* **Directions**
Carry forward the news text about the U.S. break with the WHO and the disputed Gaza condom funding, beginning right after its final sentence.

* **Document text**
Trump set the ball rolling on severing all official ties with the WHO via executive order on Jan. 20, stating that the "WHO continues to demand unfairly onerous payments from the United States, far out of proportion with other countries' assessed payments. China, with a population of 1.4 billion, has 300 percent of the population of the United States, yet contributes nearly 90 percent less to the WHO."

"World Health ripped us off," said Trump. "Everybody rips off the United States. It's not going to happen any more."

'We are protecting American taxpayers.'

"DOGE and OMB also found that there was about to be 50 million taxpayer dollars that went out the door to fund condoms in Gaza," Leavitt added Tuesday. "That is a preposterous waste of taxpayer money."

Some critics have questioned whether $50 million was actually earmarked for shipping condoms to Gaza, which only has a population of around 2.1 million people. Doubts were fueled in part by reports highlighting that in 2023, USAID allocated $60.8 million in funding for condoms and female contraceptives globally and that none of that funding went to Gaza. Only $45,681 worth of condoms were delivered to the Middle East that fiscal year.

State Department spokeswoman Tammy Bruce clarified in an X thread that the blocked funds for contraception were part of $102 million in planned "unjustified funding to a contractor in Gaza."

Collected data
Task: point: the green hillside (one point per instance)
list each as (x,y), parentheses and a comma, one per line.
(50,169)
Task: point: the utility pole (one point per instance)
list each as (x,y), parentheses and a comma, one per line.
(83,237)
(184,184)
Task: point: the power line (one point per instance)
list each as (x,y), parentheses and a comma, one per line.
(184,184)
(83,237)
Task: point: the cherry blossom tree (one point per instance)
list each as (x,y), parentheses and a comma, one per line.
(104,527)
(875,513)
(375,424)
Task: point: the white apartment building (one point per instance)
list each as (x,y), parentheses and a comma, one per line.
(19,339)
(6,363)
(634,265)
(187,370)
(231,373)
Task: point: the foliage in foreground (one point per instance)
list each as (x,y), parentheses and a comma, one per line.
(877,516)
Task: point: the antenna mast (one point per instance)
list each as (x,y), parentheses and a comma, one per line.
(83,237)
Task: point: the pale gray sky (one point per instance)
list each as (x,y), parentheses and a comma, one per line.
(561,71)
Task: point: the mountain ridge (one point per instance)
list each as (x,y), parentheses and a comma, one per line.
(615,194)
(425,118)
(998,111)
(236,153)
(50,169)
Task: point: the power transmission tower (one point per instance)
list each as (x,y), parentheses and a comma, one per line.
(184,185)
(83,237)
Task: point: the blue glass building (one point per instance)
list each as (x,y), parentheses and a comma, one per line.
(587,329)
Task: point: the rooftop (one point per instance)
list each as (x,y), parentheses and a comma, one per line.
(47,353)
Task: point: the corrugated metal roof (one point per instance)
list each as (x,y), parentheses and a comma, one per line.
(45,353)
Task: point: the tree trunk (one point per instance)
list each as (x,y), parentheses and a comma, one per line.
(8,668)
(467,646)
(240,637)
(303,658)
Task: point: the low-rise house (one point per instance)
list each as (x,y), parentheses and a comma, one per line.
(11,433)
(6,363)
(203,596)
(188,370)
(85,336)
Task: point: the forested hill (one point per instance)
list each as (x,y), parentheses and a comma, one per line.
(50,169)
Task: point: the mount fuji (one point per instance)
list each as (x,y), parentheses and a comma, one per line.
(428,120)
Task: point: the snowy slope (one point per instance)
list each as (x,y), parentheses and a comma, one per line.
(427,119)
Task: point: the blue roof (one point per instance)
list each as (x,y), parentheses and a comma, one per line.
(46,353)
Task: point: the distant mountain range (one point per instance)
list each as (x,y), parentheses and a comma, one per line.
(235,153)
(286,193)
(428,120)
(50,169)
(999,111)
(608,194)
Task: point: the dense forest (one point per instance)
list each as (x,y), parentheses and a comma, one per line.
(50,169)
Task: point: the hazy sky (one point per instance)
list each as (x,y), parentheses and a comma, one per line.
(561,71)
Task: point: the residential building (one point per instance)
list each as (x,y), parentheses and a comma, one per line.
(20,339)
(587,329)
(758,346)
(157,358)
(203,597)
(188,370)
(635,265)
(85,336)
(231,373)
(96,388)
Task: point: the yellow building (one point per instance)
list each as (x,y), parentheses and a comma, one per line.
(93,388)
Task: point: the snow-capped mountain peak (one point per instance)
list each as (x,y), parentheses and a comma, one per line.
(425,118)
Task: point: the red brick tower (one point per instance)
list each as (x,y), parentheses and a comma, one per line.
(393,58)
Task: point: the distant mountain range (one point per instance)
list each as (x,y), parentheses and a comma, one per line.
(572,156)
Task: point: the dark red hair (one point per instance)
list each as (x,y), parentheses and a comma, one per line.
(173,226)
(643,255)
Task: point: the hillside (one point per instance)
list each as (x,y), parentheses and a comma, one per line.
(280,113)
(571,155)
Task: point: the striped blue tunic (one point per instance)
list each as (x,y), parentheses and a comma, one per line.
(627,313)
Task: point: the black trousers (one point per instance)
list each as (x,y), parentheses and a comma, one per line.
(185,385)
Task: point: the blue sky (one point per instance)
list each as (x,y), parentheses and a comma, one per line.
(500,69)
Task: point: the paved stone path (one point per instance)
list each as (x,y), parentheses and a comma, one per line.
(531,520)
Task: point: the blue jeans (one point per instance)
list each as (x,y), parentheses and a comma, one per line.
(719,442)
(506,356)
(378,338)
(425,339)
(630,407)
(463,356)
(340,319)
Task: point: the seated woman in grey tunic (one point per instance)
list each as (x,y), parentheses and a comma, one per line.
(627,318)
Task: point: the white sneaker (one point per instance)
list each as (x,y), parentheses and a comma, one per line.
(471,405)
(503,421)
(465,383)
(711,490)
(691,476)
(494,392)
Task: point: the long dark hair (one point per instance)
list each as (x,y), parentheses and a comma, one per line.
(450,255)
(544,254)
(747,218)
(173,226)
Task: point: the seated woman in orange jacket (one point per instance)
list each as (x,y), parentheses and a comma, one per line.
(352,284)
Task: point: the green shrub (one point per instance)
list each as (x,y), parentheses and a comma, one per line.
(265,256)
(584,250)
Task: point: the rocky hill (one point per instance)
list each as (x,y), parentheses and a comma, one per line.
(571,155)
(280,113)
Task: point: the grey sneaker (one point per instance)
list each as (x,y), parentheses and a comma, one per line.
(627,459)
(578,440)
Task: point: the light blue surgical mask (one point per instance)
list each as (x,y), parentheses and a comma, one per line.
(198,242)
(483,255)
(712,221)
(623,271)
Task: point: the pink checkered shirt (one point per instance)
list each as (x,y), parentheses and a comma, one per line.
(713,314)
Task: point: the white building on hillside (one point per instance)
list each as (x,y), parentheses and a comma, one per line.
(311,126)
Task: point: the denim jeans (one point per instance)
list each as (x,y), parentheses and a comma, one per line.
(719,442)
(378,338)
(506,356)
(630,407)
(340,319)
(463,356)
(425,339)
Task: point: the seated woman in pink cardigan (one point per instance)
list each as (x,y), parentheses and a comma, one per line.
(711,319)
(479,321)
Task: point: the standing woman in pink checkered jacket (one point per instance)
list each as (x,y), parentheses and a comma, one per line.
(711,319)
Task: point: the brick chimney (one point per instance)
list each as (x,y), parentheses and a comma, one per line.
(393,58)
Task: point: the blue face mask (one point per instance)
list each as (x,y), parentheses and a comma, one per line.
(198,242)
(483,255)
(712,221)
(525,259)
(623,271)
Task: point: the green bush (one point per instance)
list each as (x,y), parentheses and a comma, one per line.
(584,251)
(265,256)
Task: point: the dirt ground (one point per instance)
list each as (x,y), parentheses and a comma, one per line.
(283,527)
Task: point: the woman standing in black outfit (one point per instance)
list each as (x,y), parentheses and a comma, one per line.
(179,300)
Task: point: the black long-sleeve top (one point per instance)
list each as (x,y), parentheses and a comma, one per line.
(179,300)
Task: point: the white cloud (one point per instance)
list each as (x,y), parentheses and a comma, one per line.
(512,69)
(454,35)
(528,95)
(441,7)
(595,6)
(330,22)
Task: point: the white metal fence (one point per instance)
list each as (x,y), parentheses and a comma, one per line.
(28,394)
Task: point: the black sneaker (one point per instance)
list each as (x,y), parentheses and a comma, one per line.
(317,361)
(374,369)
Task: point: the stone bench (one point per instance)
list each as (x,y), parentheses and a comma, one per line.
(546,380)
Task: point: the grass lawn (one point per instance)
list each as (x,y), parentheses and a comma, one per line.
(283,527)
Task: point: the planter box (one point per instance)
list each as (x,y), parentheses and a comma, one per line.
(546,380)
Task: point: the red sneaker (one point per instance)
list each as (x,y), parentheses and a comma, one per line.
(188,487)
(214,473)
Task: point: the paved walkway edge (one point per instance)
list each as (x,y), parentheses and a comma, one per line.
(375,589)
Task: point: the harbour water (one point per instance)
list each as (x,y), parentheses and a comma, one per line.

* **Exercise output**
A Trump administration official confirmed to the Independent on Wednesday that the blocked grants were partly for contraceptives but also for the International Medical Corps, an America-based organization that operates field hospitals in Gaza, to provide "family planning programming including emergency contraception; sexual health care including prevention and management of sexually transmitted infections; and adolescent sexual and reproductive health."

Todd Bernhardt, a spokesman for the IMC, told the Washington Post that "no U.S. government funding was used to procure or distribute condoms."

While it's unclear whether taxpayers were actually on the hook for Gazan condoms, Bruce noted that the overall pause in foreign assistance has enabled the State Department to prevent $16 million in funding from going to institutional contractors in gender development offices; $4 million from going to the Center for Climate-Positive Development; $12 million from going to provide support services to the USAID Bureau for Resilience, Environment, and Food Security; $6 million from going to fund "administrative support for an already bloated 'Center of Excellence'"; and $600,000 to fund technical assistance for family planning in Latin America.

"We will not allow the bureaucracy to exploit a crisis and waste taxpayer dollars. We are protecting American taxpayers, safeguarding America’s national security, and ensuring actual lifesaving humanitarian aid continues," said Bruce.

Government data shows that the U.S. blew $68 billion on foreign aid in 2023 and had nearly $40 billion in obligations for fiscal year 2024.

According to the United Nations, the U.S. is far and away the biggest global provider of humanitarian aid, accounting for over 42% of funding worldwide last year. The runner-up was the European Union, which collectively accounted for only 8.1% of global funding.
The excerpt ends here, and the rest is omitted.